EXERCISE OBJECTIVE> Reproduce the stretch of the Pig commands tutorial below from "How to Use Basic" through "operations and tasks.", keeping every word and punctuation mark unchanged.

DOCUMENT EXCERPT>
How to Use Basic Pig Commands
This Hadoop tutorial is from the Hortonworks Sandbox – a single-node Hadoop cluster running in a virtual machine. Download to run this and other tutorials in the series. The tutorials presented here are for Sandbox v2.0
This tutorial will enable you to gain a working knowledge of Pig and hands-on experience creating Pig scripts to carry out essential data operations and tasks.
In this tutorial, you will first read in two data files that contain New York Stock Exchange dividend prices and stock prices, and then use these files to perform a number of Pig operations including:
- Define a relation with and without schema
- Define a new relation from an existing relation
- Select specific columns from within a relation
- Join two relations
- Sort the data using ‘ORDER BY’
- FILTER and Group the data using ‘GROUP BY’
This tutorial was derived from one of the lab problems in the Hortonworks Developer training class. The developer training class covers uses of the tools in the Hortonworks Data Platform and how to develop applications and projects using the Hortonworks Data Platform. You can find more information about the course at Hadoop Training for Developers.

INFORMATION PROVIDED>
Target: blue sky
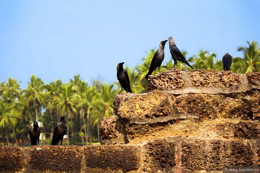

TASK OUTPUT>
How to Use Basic Pig Commands
This Hadoop tutorial is from the Hortonworks Sandbox – a single-node Hadoop cluster running in a virtual machine. Download to run this and other tutorials in the series. The tutorials presented here are for Sandbox v2.0
This tutorial will enable you to gain a working knowledge of Pig and hands-on experience creating Pig scripts to carry out essential data operations and tasks.